▸ Required tasks
**A)** Answer these questions from the Airdrie newsmakers article:
(i) On what date did the standoff at the Airdrie pub end in a safe resolution?
(ii) To what area was Cst. Dave Henry transferred?
(iii) How much money did Blake Richards present to the Airdrie and District Victims Assistance Society?
**B)** Carry the Airdrie newsmakers article on from its last sentence.

▸ Extracted text
▬▬▬
Airdrie City View's Newsmakers of the Year
Thursday, Dec 26, 2013 06:00 am
The officers were instrumental in bringing a standoff situation at an Airdrie pub to a safe resolution on Jan. 12. Two men who allegedly stole a truck in Calgary lost control of the vehicle and crashed into a light pole on the off-ramp from northbound Highway 2 to Yankee Valley Blvd. The men then fled the scene and climbed onto the roof of the Toad and Turtle Pubhouse & Grill on Market Street. Four hours later, after failed attempts to communicate with the suspects, members of the RCMP Emergency Response Team and a RCMP Police Service dog conducted a physical search of the roof area and safely located both suspects. No one was injured but patrons of the pub were kept in the building for four hours.
Airdrie businessman and philanthropist Ed Eggerer, 69, died suddenly on March 17. Eggerer moved to Airdrie in 1980, where he served as the president and co-owner of Century 21 Castlewood Agencies, a role he kept for 17 years. Eggerer was a past president of Airdrie Chamber of Commerce, a founding member and past president of George McDougall High School’s S.O.S. society, which built two lotto houses in Airdrie and raised $60,000 for school activities.
In May, the Soul of Airdrie Award, which is given to an individual who embodies volunteerism in Airdrie and continually gives back to the community, was given in his name.
Cst. Dave Henry
The school resource liaison, left Airdrie in May after three years of working with students as a mentor. The officer was transferred to the Athabasca area.
He participated in school sports, field trips, band concerts and even helped out in spearheading the Ride of the Mustangs fundraiser. Students were sad to see him leave.
Wild Rose MP Blake Richards was successful in getting Bill C-309, the Concealment of Identity Act, passed in the senate on May 23. Although the MP’s Rocky Mountain Hockey Challenge fundraiser was postponed from June 23 to Aug. 18 and changed location from Springbank to Cochrane due to flooding, it was the most successful yet – bringing in $86,000 for local victims’ assistance society’s. Richards presented $20,000 to Airdrie and District Victims Assistance Society in November.
A fatal collision on Veterans Blvd. on Aug. 22 claimed the life of the 80-year-old from Calgary, leaving his family in Airdrie grieving. Kamke was returning home from his son Chris’ house in Airdrie, along with his other son Dan, who was driving the van at the time, and his two grandchildren when the collision occurred.
▬▬▬
▸ Information
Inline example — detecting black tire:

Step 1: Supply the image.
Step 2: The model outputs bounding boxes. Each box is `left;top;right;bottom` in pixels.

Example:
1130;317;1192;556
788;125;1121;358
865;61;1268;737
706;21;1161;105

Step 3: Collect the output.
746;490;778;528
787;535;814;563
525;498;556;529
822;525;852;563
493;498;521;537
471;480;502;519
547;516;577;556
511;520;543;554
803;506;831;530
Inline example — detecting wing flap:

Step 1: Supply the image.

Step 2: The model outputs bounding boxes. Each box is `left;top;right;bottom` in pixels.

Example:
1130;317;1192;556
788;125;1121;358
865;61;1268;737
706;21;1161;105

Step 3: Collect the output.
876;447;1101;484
▬▬▬
▸ Answer section
**A)**
(i) Jan. 12
(ii) The Athabasca area
(iii) $20,000

**B)**
Kamke had been recovering from hip surgery and was on liquid oxygen at the time of the accident, and was “a fighter,” according to Chris. A left turn signal traffic light was installed by the City at the intersection on Nov. 1.
Although our community was not hit hard, residents of Airdrie came together to help those in need during the flooding in Southern Alberta in June.
Just a few examples include local residents, the Canadian Armed Forces staged in Airdrie to assist other communities, the Airdrie Food Bank coordinated volunteers and the Airdrie Regional Air Show which donated thousands of dollars to the cause.
The employee with Kel-Pro Marketing Group and planner for the Airdrie Summer Festival confirmed the festival would be cancelled June. After listing the event at three different locations: Nose Creek Park, the Airdrie Airpark and north of Main Street near Airdrie Trailer Sales on the event’s website, Kelly said issues with finding adequate space, the cost of hosting the event and getting the permits from the City caused the cancelation.
After the grand opening was pushed back from Aug. 19 to the 26 due to construction delays, the manager of Genesis Place, was thrilled to introduce the completed phase three of the recreation centre. The twin NHL ice surface features a 250-seat grandstand in each arena, four meeting rooms, locker rooms, a conference room and a pro shop.
Longtime City of Airdrie aldermen Murray Buchanan and Glenda Alexander announced they would not be seeking re-election in the Oct. 21 municipal election.
The manager of Bert Church Theatre, celebrated with members of the community and other City staff on Nov. 28 when the 7,000-square-foot expansion of the theatre was unveiled to the public. The project cost $3.6 million and includes dedicated community support spaces such as: separate stand-alone entrances and foyer, a box office, coat check, lobby, washrooms, multi-purpose space that can be utilized to stage rental events and smaller more intimate performances, and a dedicated dressing/greenroom for professional artists. The project was paid for by a combination of funding from the municipal, provincial and federal governments.